[start of MATERIAL FOR THIS TASK]

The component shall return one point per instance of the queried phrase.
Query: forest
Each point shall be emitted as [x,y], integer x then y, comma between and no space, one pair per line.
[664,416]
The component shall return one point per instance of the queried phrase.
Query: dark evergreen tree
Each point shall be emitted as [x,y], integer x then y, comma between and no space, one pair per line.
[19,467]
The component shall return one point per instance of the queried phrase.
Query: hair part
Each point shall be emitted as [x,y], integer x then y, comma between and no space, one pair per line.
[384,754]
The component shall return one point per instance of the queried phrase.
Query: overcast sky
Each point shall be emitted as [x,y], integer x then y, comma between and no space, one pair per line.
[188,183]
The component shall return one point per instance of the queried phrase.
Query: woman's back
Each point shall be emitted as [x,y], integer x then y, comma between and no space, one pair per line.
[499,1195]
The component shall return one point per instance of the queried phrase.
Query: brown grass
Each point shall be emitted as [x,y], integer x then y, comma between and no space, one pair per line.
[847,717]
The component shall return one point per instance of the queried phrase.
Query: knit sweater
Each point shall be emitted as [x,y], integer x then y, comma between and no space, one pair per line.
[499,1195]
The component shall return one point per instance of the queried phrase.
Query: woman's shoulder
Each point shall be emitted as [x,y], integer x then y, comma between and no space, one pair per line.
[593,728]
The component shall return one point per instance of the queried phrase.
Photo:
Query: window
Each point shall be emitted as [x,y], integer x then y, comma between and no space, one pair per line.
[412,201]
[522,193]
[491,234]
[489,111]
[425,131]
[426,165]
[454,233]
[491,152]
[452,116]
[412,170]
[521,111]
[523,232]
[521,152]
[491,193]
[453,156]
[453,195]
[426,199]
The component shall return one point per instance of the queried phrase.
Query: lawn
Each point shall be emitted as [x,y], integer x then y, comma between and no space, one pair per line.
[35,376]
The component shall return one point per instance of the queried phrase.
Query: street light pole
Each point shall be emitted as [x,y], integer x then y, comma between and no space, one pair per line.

[end of MATERIAL FOR THIS TASK]

== REQUIREMENTS ==
Which lines of the entries above contain the word "woman"? Copy each of them, treating case as significant.

== SOLUTION BELOW ==
Query: woman's back
Query: woman's shoulder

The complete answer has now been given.